- _PROMPT_:
Locate the line with "Please examine the image and tell me: where is the cargo" in the material. Copy that line and each one after it, through the last, exactly and with nothing else.

- _PROVIDED DATA_:
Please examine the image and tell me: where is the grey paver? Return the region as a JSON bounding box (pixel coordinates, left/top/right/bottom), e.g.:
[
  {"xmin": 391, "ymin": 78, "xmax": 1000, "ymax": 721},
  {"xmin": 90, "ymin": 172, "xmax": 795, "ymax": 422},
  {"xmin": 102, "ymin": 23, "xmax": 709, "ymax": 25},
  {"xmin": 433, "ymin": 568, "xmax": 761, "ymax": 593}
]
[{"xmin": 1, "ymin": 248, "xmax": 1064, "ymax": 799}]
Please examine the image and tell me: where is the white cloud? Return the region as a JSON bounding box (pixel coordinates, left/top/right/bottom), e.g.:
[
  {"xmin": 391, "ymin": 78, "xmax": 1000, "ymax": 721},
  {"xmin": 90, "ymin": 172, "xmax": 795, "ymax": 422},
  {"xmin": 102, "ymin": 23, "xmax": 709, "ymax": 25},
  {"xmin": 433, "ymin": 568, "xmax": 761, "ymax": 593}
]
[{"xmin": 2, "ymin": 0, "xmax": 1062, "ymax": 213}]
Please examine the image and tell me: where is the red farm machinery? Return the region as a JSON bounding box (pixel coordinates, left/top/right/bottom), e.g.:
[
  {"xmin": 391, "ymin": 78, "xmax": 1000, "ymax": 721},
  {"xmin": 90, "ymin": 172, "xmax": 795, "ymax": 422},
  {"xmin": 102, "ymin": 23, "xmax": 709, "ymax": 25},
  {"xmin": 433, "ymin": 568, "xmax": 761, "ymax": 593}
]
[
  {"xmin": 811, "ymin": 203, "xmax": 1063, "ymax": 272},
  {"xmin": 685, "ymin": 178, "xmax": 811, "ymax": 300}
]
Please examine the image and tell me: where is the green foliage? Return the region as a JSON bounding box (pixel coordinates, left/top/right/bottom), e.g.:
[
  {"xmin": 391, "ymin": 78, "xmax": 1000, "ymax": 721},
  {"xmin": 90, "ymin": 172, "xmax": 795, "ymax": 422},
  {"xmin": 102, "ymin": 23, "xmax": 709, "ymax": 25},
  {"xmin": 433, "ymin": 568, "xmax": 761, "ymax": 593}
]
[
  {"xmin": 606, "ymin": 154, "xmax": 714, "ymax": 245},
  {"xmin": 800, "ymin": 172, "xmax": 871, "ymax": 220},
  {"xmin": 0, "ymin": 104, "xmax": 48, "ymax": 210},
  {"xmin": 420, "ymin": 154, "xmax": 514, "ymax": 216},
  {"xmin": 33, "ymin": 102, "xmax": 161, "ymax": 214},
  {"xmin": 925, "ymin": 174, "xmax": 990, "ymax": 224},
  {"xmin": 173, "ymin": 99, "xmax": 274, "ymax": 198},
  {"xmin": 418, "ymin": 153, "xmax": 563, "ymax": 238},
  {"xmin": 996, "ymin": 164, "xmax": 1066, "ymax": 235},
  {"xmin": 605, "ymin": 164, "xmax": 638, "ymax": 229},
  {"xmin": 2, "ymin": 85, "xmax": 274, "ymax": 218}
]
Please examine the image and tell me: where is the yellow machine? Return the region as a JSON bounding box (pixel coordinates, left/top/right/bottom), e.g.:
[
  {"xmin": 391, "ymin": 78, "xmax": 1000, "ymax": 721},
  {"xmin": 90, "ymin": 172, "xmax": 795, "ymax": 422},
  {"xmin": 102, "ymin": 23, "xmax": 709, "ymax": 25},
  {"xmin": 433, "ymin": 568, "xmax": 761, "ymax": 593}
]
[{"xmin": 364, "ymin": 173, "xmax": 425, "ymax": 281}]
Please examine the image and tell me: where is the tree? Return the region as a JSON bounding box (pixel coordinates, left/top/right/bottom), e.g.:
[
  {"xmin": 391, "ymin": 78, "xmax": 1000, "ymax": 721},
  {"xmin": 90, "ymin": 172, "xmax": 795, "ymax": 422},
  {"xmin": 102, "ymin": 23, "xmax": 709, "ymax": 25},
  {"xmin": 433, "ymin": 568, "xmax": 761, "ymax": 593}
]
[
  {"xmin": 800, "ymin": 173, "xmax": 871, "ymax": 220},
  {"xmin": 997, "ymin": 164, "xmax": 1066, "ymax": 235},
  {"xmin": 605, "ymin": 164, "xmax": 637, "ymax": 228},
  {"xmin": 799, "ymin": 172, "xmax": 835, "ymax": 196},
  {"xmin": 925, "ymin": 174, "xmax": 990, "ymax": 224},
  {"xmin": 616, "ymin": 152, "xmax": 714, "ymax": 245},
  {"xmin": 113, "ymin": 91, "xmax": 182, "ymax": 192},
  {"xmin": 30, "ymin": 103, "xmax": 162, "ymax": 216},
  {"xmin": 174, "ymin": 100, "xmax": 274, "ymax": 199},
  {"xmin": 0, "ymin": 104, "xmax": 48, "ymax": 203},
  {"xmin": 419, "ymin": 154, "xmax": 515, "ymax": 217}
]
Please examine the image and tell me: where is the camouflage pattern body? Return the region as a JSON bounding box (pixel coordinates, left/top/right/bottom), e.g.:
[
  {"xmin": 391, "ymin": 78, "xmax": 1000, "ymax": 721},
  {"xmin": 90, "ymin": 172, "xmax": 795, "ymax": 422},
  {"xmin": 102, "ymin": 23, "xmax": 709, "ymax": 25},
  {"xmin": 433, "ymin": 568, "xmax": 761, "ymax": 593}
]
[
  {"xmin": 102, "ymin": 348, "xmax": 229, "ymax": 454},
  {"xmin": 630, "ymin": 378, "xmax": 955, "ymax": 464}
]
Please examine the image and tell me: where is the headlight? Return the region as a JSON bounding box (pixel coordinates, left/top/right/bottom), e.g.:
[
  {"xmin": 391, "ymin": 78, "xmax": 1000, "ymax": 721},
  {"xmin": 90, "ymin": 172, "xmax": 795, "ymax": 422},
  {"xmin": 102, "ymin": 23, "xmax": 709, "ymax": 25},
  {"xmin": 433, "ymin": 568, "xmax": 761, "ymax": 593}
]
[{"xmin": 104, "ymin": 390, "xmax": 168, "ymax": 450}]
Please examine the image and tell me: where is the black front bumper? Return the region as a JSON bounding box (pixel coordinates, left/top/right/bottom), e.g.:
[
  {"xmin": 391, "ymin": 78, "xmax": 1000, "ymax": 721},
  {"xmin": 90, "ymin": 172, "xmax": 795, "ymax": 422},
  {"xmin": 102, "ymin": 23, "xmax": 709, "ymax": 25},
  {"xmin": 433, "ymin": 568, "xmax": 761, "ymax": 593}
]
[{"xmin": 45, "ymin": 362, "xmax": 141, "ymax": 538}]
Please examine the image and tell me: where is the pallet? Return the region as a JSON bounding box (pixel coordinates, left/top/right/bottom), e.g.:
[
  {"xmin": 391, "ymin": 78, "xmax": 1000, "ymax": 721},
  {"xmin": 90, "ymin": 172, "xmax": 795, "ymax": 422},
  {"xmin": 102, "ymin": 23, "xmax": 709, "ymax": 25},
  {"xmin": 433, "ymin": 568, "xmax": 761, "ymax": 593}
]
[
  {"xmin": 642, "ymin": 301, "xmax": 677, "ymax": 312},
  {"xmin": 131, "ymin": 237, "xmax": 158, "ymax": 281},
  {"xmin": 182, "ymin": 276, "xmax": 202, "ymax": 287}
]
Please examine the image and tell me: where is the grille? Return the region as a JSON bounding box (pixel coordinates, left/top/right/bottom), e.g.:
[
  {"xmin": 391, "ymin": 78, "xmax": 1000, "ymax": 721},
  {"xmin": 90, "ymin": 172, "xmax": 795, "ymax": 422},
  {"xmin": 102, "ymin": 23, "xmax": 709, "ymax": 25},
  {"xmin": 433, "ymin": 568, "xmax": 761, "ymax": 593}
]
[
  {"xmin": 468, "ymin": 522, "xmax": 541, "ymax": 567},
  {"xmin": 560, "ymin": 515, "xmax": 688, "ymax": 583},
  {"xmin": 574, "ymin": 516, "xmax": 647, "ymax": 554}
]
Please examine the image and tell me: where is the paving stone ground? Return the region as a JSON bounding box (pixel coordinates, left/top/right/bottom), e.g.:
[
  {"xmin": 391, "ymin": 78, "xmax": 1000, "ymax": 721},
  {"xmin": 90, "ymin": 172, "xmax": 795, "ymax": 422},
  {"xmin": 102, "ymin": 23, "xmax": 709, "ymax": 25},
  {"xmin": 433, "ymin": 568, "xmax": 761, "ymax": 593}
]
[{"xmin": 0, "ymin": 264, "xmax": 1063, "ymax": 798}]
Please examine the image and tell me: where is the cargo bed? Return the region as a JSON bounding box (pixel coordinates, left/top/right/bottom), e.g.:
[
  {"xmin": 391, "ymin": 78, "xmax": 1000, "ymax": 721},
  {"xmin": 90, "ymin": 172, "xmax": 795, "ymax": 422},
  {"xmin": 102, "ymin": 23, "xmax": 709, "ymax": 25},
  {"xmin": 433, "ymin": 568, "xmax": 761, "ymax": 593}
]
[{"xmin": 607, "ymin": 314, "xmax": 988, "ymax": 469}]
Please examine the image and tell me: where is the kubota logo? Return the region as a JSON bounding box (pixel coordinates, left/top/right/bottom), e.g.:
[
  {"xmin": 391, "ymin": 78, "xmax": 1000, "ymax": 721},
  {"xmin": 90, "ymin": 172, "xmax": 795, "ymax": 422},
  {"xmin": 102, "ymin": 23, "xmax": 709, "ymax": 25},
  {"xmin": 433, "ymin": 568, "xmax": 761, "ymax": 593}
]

- _RESULT FOR THIS TASK_:
Please examine the image and tell me: where is the cargo bed? Return the region as a JSON bounding box (pixel coordinates, left/top/right/bottom), e.g.:
[
  {"xmin": 391, "ymin": 78, "xmax": 1000, "ymax": 721},
  {"xmin": 90, "ymin": 172, "xmax": 795, "ymax": 422},
  {"xmin": 102, "ymin": 23, "xmax": 709, "ymax": 25},
  {"xmin": 433, "ymin": 568, "xmax": 761, "ymax": 593}
]
[{"xmin": 607, "ymin": 314, "xmax": 988, "ymax": 469}]
Please examine the image and tell me: where is the kubota logo? Return the region as a JSON bounding box (pixel coordinates, left/top/right/bottom), e.g.:
[
  {"xmin": 391, "ymin": 78, "xmax": 1000, "ymax": 721},
  {"xmin": 90, "ymin": 172, "xmax": 795, "ymax": 422},
  {"xmin": 102, "ymin": 23, "xmax": 709, "ymax": 25},
  {"xmin": 433, "ymin": 568, "xmax": 761, "ymax": 593}
]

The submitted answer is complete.